HDI/HCCC seeks to resolve issues surrounding HDI intervention in Six Nations billion dollar land rights suit

By Lynda Powless
An intervenor hearing, on Six Nations Elected Council’s (SNEC) massive land rights case, scheduled to start Monday, has been delayed for 24 hours, after the Haudenosaunee Development Institute requested a case management conference .

The request came after court filings showed  Ontario lawyers tried to remove both the HDI and the Haudenosaunee Confederacy Chiefs Council (HCCC) from the action while Canada supported their presence.
After receiving the filings, Gilbert Law, on behalf of the HDI, (HCCC) asked the judge for a case management conference.
“We, on behalf of HDI, had written the judge to ask that a case management conference be held, to at a minimum, address timing issues with the motion and secondly to see if the court could assist in resolving some or all of the issues before the Court,” HDI lawyers explained.

## RECORDS FOR PROCESSING
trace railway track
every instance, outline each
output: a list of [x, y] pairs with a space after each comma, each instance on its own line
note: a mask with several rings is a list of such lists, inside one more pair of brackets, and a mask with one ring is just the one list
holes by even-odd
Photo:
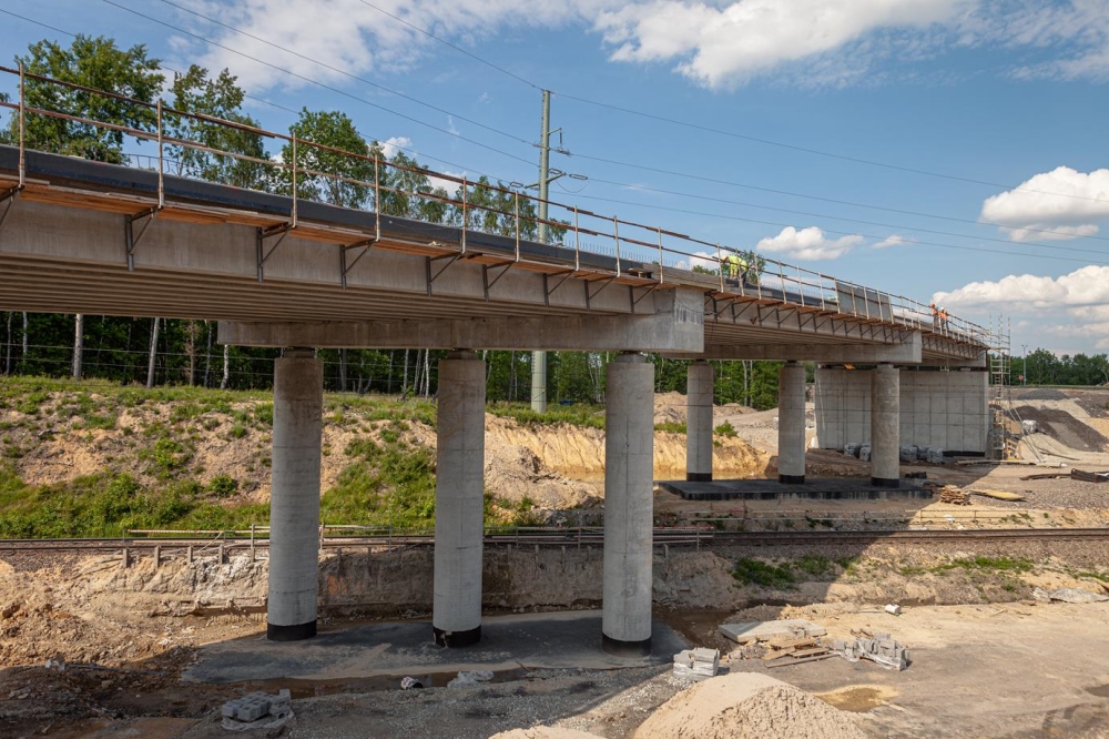
[[[945, 541], [1109, 541], [1109, 528], [993, 528], [971, 530], [913, 530], [886, 529], [861, 532], [718, 532], [710, 529], [658, 529], [654, 545], [673, 546], [804, 546], [804, 545], [849, 545], [876, 541], [901, 541], [913, 544], [939, 544]], [[528, 534], [489, 534], [487, 546], [601, 546], [603, 534], [599, 530], [559, 530]], [[431, 535], [391, 536], [329, 536], [323, 539], [323, 549], [355, 549], [362, 547], [407, 547], [431, 546]], [[247, 537], [220, 538], [88, 538], [88, 539], [0, 539], [0, 554], [17, 551], [58, 553], [112, 553], [112, 551], [160, 551], [192, 550], [204, 555], [217, 551], [242, 549], [268, 549], [265, 538]]]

## WHAT YOU NEED TO DO
1 > Answer these questions from the land rights article:
(a) For how long was the intervenor hearing delayed?
(b) What position did Canada take on the presence of the HDI and the HCCC in the action?
(c) Which law firm asked the judge for a case management conference on behalf of the HDI?
2 > Write out the records from their first line to the line with "note: a mask", including both of those lines.
The text and the records are unrelated to each other.

## ANSWERS TO THE EXERCISE
1 >
(a) It was delayed for 24 hours.
(b) Canada supported their presence.
(c) Gilbert Law.

2 >
trace railway track
every instance, outline each
output: a list of [x, y] pairs with a space after each comma, each instance on its own line
note: a mask with several rings is a list of such lists, inside one more pair of brackets, and a mask with one ring is just the one list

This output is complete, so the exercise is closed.